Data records
'''

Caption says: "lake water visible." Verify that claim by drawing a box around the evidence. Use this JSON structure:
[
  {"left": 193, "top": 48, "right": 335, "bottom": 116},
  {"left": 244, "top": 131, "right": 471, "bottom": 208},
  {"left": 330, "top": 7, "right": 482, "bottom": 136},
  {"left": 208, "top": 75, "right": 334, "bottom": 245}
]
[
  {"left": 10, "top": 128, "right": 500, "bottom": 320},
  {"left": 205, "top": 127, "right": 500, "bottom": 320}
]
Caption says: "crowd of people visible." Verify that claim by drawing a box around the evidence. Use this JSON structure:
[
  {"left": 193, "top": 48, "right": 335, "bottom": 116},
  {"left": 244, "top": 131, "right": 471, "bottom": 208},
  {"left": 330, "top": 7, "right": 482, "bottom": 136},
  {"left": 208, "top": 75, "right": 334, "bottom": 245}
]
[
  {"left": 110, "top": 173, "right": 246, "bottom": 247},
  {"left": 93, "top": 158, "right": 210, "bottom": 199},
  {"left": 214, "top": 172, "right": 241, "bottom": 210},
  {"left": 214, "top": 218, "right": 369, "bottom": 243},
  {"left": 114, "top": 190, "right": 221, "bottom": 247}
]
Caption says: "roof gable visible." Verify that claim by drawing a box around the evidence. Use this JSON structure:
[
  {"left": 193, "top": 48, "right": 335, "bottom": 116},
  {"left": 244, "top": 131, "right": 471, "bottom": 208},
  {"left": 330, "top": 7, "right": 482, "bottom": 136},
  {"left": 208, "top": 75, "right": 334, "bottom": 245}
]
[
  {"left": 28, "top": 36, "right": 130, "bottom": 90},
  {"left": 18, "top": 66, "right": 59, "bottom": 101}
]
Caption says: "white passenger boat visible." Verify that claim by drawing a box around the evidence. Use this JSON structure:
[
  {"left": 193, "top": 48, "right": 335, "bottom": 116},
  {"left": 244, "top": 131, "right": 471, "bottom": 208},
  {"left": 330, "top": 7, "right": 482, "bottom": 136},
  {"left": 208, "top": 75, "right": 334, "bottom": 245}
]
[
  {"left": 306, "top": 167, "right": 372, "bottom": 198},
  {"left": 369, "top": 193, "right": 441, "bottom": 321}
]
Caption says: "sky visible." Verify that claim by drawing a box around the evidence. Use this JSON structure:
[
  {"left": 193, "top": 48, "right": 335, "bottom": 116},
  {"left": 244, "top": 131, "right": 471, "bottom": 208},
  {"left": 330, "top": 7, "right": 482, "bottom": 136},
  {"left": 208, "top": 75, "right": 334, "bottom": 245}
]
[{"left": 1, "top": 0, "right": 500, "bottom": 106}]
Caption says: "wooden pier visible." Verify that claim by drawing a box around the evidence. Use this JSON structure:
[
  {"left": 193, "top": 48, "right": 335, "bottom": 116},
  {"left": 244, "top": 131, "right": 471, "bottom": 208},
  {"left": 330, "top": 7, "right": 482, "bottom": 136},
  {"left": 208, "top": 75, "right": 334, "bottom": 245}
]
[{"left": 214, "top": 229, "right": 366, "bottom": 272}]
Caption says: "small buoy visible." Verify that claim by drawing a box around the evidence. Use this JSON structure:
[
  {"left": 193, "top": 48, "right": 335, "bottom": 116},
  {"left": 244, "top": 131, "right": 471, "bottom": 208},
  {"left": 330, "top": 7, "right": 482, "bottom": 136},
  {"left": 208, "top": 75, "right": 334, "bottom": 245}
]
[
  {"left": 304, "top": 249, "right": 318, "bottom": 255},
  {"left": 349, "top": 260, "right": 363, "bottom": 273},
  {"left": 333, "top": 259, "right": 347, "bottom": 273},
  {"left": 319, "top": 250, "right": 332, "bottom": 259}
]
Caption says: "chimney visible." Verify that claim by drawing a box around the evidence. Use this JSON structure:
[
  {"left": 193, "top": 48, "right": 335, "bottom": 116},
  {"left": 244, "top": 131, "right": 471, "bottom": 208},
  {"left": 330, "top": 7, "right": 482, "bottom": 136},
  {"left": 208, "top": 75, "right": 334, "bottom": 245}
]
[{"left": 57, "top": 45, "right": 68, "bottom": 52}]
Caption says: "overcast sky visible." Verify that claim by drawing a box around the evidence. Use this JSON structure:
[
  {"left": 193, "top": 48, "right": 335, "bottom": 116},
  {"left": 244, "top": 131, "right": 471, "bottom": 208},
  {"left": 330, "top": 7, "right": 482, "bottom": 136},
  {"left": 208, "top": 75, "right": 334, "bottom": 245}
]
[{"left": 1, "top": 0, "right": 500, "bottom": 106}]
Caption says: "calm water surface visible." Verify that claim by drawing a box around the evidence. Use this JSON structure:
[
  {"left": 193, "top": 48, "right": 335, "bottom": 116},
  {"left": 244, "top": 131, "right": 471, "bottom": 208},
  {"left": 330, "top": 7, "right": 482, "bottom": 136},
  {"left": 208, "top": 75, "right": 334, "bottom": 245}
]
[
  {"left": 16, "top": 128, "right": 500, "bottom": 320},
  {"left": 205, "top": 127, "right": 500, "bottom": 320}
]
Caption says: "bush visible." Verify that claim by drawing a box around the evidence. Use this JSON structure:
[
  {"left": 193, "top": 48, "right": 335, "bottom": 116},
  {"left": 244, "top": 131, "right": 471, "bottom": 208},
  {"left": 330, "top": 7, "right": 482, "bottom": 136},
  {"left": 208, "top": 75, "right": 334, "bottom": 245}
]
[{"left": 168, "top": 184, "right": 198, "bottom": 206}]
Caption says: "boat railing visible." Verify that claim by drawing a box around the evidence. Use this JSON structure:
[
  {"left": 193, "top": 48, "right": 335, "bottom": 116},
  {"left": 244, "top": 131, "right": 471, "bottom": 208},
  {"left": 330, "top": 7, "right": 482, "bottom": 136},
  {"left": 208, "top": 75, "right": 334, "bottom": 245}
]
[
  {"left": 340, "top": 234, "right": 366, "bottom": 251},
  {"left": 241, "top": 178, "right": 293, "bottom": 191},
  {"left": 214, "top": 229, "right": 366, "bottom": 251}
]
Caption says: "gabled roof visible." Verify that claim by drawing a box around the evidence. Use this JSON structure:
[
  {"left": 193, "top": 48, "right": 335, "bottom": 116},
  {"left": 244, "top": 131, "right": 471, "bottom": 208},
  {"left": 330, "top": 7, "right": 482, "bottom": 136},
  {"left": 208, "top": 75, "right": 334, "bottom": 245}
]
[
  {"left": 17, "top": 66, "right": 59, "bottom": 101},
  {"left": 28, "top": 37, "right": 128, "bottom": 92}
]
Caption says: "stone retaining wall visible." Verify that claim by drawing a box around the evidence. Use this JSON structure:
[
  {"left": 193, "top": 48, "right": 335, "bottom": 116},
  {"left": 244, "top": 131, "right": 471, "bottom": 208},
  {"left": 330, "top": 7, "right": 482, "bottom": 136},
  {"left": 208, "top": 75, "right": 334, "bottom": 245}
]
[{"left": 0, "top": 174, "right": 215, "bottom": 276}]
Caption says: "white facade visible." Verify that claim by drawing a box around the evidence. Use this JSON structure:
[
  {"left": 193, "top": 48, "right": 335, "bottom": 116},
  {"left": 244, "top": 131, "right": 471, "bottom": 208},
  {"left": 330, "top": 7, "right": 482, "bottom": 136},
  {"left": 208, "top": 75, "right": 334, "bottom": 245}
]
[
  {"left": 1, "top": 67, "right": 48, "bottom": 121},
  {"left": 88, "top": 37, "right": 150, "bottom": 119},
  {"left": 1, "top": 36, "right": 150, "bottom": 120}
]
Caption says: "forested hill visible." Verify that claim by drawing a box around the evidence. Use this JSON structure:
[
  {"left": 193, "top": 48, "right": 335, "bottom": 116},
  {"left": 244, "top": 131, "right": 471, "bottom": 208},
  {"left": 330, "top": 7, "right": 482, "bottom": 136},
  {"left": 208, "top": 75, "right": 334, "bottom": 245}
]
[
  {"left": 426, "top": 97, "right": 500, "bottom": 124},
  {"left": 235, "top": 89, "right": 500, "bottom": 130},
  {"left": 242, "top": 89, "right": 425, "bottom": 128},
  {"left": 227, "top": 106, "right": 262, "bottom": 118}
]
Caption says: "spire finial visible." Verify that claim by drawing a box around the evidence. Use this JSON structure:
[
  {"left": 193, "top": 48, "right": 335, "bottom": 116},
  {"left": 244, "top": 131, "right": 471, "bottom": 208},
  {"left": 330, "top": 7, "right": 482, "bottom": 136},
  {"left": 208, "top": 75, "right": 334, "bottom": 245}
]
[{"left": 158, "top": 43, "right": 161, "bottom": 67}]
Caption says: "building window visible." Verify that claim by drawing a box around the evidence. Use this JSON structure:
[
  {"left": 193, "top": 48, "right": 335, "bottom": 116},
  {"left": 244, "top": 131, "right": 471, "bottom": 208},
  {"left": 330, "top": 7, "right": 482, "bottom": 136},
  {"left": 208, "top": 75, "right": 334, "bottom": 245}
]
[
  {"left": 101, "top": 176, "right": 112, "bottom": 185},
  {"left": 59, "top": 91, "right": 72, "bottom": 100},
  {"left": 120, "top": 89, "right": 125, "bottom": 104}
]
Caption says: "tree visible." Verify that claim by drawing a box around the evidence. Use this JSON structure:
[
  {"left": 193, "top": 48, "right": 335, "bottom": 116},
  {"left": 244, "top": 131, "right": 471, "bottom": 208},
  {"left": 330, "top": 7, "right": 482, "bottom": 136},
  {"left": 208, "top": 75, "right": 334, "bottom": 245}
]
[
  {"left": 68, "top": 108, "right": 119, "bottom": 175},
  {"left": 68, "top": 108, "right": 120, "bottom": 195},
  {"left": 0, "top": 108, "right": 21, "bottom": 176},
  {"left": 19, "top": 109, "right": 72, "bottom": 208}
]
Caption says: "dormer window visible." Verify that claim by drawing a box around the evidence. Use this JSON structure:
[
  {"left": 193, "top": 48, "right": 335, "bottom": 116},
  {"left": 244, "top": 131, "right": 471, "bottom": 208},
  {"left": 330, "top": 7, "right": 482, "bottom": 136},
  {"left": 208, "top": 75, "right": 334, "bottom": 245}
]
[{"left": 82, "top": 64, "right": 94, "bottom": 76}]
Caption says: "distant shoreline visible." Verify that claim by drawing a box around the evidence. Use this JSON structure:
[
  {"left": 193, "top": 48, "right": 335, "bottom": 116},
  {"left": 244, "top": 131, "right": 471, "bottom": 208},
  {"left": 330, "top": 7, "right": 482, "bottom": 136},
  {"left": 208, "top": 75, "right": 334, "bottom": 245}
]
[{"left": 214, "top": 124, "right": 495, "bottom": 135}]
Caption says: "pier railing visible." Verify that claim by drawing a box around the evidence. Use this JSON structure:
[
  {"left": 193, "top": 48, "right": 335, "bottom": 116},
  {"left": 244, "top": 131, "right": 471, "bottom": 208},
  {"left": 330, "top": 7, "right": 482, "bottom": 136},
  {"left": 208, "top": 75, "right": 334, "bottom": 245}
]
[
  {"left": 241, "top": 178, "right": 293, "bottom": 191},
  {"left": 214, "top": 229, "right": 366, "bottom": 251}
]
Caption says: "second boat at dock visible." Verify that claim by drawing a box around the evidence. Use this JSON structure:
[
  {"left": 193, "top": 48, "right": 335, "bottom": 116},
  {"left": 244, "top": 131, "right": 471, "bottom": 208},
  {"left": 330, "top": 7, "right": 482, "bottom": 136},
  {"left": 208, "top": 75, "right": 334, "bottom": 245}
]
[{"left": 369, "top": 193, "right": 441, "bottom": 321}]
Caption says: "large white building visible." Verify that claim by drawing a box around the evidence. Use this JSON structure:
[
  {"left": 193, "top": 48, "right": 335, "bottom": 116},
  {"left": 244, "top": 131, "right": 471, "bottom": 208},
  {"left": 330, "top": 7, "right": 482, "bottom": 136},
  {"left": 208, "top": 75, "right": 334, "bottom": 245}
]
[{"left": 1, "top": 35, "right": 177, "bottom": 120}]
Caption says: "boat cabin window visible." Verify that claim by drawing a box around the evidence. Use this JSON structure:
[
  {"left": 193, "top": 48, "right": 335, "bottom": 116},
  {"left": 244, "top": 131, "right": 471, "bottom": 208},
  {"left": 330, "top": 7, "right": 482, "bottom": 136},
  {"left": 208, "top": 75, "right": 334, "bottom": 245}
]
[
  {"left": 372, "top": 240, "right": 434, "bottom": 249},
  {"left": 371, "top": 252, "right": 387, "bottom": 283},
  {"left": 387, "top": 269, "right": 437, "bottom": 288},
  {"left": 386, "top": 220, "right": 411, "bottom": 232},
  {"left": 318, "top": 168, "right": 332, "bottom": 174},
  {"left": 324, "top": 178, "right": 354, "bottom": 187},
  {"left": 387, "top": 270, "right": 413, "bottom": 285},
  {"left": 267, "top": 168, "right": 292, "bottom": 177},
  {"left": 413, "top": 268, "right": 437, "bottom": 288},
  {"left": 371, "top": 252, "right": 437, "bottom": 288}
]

'''

Extract every line of the items above that contains the word "white".

Caption says: "white passenger boat visible." Verify that claim by drawing a box around the evidence. Use this JSON structure:
Caption says: "white facade visible." Verify that claim by drawing a box around the evidence. Use this JSON structure:
Caption says: "large white building visible." Verify that claim by drawing a box around the evidence. Use this JSON structure:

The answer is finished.